◆ Written problem 1: Arrange the listing between the line holding "In the photo above, where can the house door" and the line holding "column 766, row 475", inclusive, as a two-column CSV with the columns "request" and "answer". Each request takes one row, its text and its answer each go in a single quoted field, and any line breaks inside a field become spaces.

Hey Charles Manson according to the Jedi Geiger Counter(Like the one Qui-Gon Jinn[Liam Neeson] used on Anakin), your Midiclorians are off charts! Do you want to be a Jedi Knight? Better yet, some psycho like Jeff Dahmer could have just ate his way to Jedi Powers by consuming people with Midichlorians.

1 MIDICHLORIAN JEDI CHARACTER DESCRIPTION:

He's a Jedi with just one Midichlorian. So, his Jedi Powers really suck. For example, he mentally strains himself just levitating straws and pushing mosquitoes away. This obviously makes him a big screw up and embarrassment for the Jedi Order. This guys just an all around problem. You don't need Jar Jar Binks around for comic relief with "1 Midichlorian Jedi" on the scene. It's because of 1 Midichlorian Jedi that the Jedi Order now requires a 10 Midichlorian Minumum before excepting applicants for training.

On earth, the lack of Midichlorians also works to your advantage. It's not your fault if you're cretinous, lackadaisical, or untalented. It's because you lack the Midichlorians. There could even be a whole Midichlorian Quota system set up.

By the way, are Pope Benedict XVI and the Supreme Chancellor Palpatine the same guy? They look a like. If Pope Benedict isn't the guy in the movie, he's definitely a Sith Lord on earth. The Pope's got the look for it and the qualifications as a former Hitler Youth member(in his defense he was required to join).

Yeah, I know the Star Wars Saga isn't real, but this Midiclorian thing not only ruined the concept of force ,but it was totally unnecessary to the story. When Darth Vader was bearing down on Luke near the end of the first movie, he said something like, "The force is strong with this one". He didn't pull out a Midichlorian Geiger Counter and say the Midiclorians are strong with this one because it wasn't necessary. The force was something you could sense or acquire through dedication and self development.

Well, if I have to live with the Midichlorians, Lucas you have to live with THE PACKAGE changing your iconic catch phrases. "MAY THE MIDICLHORIANS (Not the Force) BE WITH YOU" If we're going to have this lame concept, I want accuracy.

THE TOTAL MAN PACKAGE!!! WOOOOOOOOOOOO!!!!!!!

(Extracted records)
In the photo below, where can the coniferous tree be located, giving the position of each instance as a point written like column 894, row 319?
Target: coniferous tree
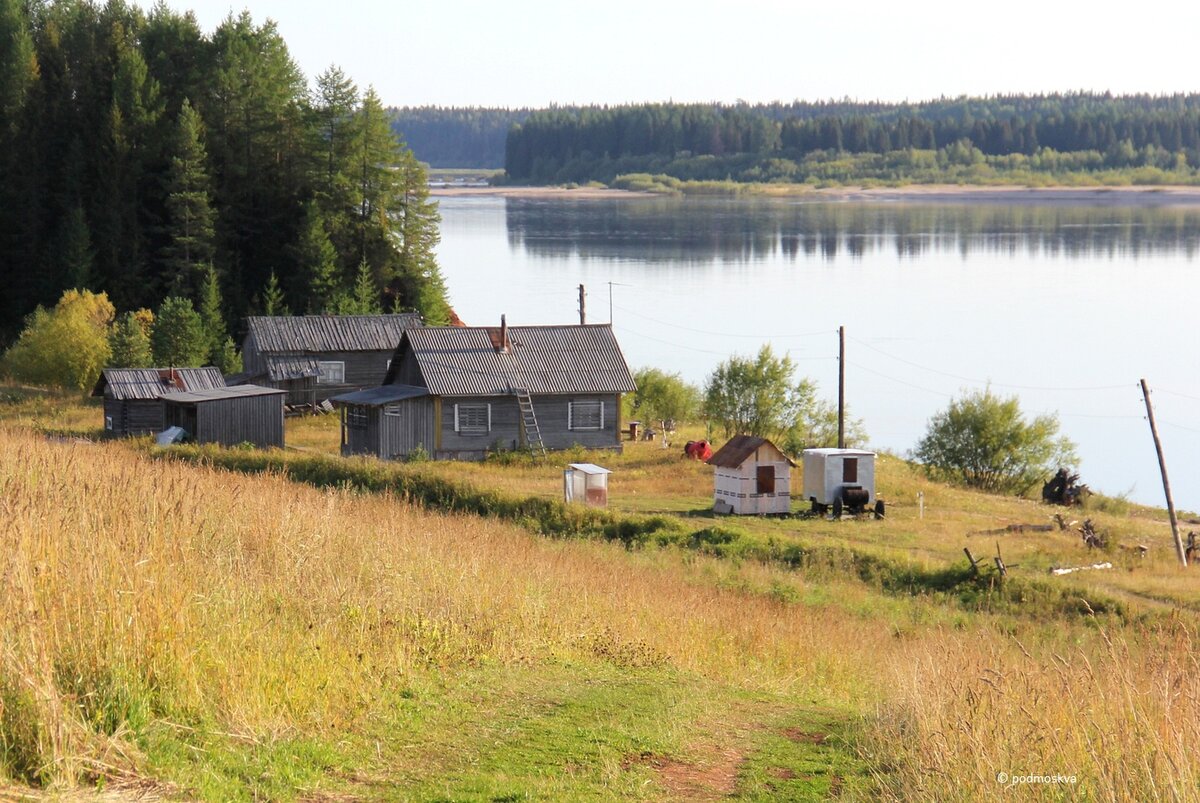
column 178, row 339
column 190, row 234
column 211, row 317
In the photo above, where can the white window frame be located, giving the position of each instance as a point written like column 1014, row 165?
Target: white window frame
column 460, row 413
column 571, row 424
column 327, row 367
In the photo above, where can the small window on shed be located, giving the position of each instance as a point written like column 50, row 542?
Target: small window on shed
column 766, row 478
column 331, row 373
column 850, row 469
column 585, row 415
column 472, row 419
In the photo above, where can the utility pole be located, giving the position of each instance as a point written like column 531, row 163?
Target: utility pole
column 1167, row 485
column 841, row 387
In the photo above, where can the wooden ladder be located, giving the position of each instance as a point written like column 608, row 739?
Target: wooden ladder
column 529, row 421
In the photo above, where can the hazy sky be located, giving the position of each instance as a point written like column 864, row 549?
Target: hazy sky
column 540, row 52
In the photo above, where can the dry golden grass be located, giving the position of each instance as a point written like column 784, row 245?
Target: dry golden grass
column 143, row 591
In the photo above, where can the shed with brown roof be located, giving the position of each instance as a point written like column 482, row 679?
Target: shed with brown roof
column 751, row 475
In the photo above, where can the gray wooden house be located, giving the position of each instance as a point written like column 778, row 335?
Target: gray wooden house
column 228, row 415
column 317, row 357
column 133, row 396
column 461, row 391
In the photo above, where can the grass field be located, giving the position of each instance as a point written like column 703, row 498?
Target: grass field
column 180, row 629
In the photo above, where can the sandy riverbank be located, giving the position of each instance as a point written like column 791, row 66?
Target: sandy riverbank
column 930, row 193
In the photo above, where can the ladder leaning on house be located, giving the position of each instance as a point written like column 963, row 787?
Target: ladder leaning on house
column 529, row 421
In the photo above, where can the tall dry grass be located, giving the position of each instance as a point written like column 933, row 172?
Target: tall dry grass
column 1097, row 715
column 141, row 591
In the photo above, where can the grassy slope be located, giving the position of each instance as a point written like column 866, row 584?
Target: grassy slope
column 335, row 643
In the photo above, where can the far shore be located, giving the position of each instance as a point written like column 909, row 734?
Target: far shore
column 925, row 193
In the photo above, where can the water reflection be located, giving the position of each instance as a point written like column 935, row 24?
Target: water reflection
column 703, row 231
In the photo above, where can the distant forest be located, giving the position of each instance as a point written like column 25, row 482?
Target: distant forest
column 1074, row 138
column 456, row 137
column 145, row 160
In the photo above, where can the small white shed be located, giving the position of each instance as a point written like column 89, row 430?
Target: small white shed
column 839, row 478
column 586, row 483
column 751, row 477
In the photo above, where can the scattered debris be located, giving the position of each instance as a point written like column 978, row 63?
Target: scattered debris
column 1093, row 539
column 1065, row 489
column 1056, row 570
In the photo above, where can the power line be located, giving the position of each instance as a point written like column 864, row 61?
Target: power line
column 721, row 334
column 981, row 382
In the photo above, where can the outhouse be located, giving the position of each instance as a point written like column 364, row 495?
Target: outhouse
column 228, row 415
column 839, row 479
column 751, row 477
column 586, row 483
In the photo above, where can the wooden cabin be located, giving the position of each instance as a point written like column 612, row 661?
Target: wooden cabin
column 228, row 415
column 316, row 357
column 133, row 396
column 461, row 391
column 751, row 477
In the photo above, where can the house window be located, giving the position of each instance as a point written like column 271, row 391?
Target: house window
column 766, row 477
column 585, row 415
column 850, row 469
column 331, row 373
column 472, row 419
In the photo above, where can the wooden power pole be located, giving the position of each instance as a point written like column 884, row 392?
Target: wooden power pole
column 841, row 387
column 1167, row 484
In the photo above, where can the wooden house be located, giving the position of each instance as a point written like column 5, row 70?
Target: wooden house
column 751, row 477
column 228, row 415
column 461, row 391
column 133, row 396
column 317, row 357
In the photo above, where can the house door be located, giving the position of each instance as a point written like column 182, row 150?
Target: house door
column 766, row 475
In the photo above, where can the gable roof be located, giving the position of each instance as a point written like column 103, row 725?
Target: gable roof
column 739, row 449
column 467, row 361
column 328, row 333
column 125, row 384
column 215, row 394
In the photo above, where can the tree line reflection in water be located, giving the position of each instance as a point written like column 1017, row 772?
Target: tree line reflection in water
column 700, row 231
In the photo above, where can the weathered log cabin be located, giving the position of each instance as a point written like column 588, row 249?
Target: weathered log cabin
column 228, row 415
column 133, row 396
column 457, row 393
column 316, row 357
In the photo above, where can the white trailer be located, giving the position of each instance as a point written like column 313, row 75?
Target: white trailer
column 840, row 479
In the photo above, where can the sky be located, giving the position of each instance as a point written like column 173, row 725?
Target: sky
column 534, row 53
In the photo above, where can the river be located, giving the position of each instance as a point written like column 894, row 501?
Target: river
column 1066, row 306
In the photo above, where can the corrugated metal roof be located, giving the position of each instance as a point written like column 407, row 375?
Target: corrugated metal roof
column 283, row 367
column 381, row 396
column 567, row 359
column 739, row 448
column 237, row 391
column 319, row 333
column 125, row 384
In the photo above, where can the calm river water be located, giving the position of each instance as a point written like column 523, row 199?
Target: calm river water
column 1065, row 306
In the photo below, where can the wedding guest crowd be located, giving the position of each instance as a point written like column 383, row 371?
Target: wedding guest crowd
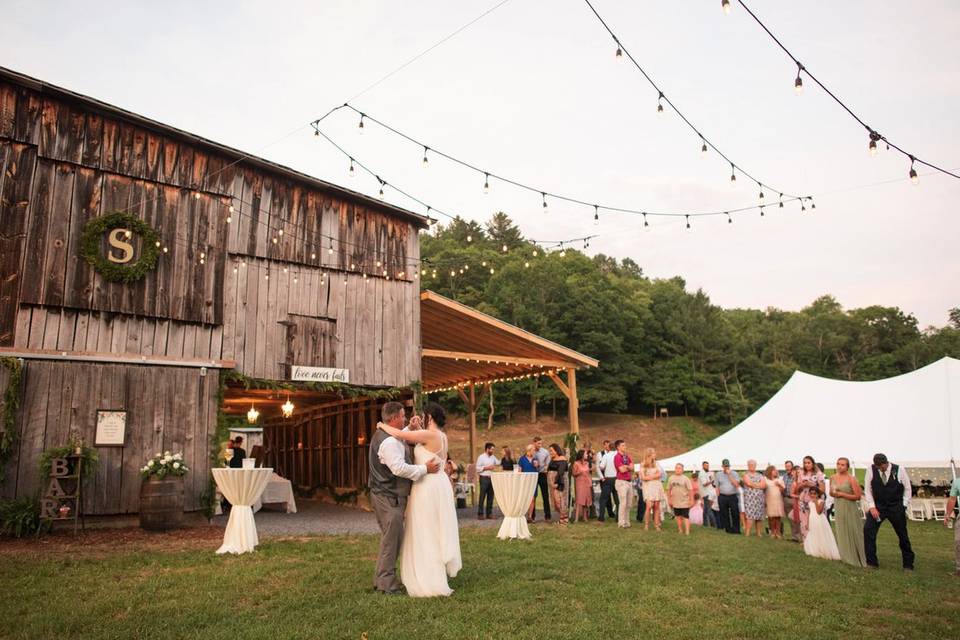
column 800, row 496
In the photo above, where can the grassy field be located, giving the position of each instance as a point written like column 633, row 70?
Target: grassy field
column 572, row 583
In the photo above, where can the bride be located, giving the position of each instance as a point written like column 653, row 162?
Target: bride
column 431, row 542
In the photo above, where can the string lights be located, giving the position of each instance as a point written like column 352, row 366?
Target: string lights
column 874, row 136
column 545, row 195
column 663, row 100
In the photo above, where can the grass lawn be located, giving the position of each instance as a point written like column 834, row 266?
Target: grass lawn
column 583, row 580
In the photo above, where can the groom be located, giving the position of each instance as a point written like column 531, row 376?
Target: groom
column 391, row 476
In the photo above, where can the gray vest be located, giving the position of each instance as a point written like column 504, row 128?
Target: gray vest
column 381, row 480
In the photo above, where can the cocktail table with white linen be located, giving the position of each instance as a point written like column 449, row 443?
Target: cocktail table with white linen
column 242, row 487
column 513, row 493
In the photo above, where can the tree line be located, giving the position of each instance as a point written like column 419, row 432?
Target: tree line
column 660, row 345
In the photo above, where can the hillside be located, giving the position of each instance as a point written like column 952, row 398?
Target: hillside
column 668, row 436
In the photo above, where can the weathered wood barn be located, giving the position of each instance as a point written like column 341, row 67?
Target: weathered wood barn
column 138, row 261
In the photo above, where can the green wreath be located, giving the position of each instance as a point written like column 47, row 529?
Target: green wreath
column 91, row 242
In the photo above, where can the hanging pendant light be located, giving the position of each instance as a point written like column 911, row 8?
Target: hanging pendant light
column 287, row 408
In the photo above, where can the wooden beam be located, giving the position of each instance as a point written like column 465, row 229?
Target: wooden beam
column 473, row 423
column 505, row 327
column 486, row 358
column 564, row 389
column 119, row 358
column 573, row 409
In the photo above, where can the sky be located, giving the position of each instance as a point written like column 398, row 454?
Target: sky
column 533, row 91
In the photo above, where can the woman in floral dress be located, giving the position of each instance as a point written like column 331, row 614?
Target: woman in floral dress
column 754, row 498
column 810, row 476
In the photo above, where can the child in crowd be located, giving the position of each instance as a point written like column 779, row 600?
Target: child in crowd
column 819, row 542
column 680, row 498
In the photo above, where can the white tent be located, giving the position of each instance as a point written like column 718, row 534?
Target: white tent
column 913, row 418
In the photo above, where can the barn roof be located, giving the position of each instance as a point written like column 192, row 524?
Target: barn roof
column 232, row 154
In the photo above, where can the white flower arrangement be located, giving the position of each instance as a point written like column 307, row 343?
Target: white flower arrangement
column 164, row 464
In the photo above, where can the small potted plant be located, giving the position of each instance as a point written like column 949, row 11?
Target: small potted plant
column 161, row 493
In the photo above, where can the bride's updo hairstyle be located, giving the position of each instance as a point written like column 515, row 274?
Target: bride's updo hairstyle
column 437, row 413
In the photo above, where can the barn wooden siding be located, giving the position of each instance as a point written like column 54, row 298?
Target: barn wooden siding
column 61, row 165
column 326, row 446
column 169, row 409
column 65, row 159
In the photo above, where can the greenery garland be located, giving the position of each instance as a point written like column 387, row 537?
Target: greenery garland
column 220, row 433
column 91, row 247
column 11, row 404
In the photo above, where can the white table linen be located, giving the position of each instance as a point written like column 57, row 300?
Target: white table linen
column 513, row 493
column 242, row 487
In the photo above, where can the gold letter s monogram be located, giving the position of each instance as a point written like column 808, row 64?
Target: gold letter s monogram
column 117, row 240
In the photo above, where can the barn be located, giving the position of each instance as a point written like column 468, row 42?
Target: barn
column 155, row 285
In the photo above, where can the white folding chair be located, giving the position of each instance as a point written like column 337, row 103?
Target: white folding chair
column 939, row 508
column 915, row 511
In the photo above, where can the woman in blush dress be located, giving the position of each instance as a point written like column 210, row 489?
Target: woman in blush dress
column 652, row 488
column 583, row 485
column 775, row 509
column 754, row 498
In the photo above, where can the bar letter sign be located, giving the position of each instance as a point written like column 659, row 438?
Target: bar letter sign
column 319, row 374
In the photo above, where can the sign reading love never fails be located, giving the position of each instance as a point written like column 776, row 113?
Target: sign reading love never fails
column 300, row 373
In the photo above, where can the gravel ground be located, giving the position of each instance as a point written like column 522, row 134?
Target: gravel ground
column 316, row 518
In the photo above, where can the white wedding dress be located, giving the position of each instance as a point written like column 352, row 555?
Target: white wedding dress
column 820, row 542
column 431, row 538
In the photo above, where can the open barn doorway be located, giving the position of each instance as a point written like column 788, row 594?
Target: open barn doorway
column 323, row 441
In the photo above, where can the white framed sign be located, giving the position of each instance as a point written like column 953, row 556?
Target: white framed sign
column 300, row 373
column 111, row 428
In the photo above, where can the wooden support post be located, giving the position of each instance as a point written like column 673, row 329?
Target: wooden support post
column 574, row 402
column 473, row 422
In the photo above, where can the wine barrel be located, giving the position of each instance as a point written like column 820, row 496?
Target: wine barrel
column 161, row 503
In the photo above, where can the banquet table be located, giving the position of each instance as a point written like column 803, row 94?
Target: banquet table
column 513, row 493
column 242, row 487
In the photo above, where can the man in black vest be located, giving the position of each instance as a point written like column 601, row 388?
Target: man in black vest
column 391, row 476
column 887, row 493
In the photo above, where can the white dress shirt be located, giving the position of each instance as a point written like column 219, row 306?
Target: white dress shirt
column 607, row 468
column 707, row 488
column 485, row 461
column 392, row 453
column 901, row 476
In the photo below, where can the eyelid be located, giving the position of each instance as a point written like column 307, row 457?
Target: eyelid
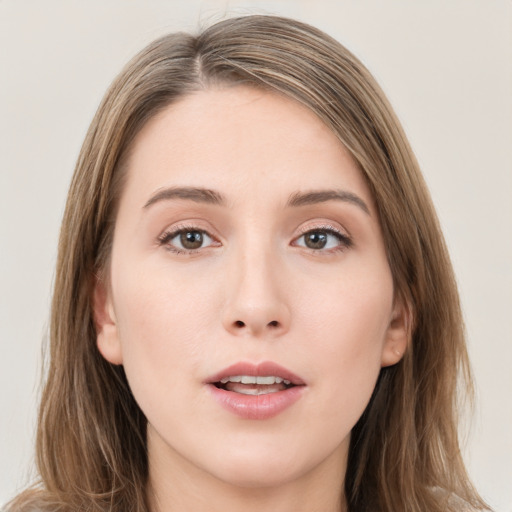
column 345, row 240
column 173, row 231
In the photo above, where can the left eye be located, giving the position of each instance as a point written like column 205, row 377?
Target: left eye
column 187, row 239
column 318, row 239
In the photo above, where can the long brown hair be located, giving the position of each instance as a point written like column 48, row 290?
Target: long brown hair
column 404, row 451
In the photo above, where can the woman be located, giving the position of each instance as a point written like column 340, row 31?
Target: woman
column 253, row 306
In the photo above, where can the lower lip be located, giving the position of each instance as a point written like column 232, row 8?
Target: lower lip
column 256, row 407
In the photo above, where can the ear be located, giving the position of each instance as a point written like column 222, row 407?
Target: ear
column 397, row 334
column 107, row 336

◆ Written problem 2: Reproduce the Midichlorian passage between "By the way, are" and "required to join).", inclusive, swapping "Sith Lord" for "Jedi Master".

◆ Final result 1:
request,answer
"In the photo above, where can the house door be located, giving the position of each instance as a point written like column 182, row 150? Target: house door","column 766, row 475"

◆ Final result 2:
By the way, are Pope Benedict XVI and the Supreme Chancellor Palpatine the same guy? They look a like. If Pope Benedict isn't the guy in the movie, he's definitely a Jedi Master on earth. The Pope's got the look for it and the qualifications as a former Hitler Youth member(in his defense he was required to join).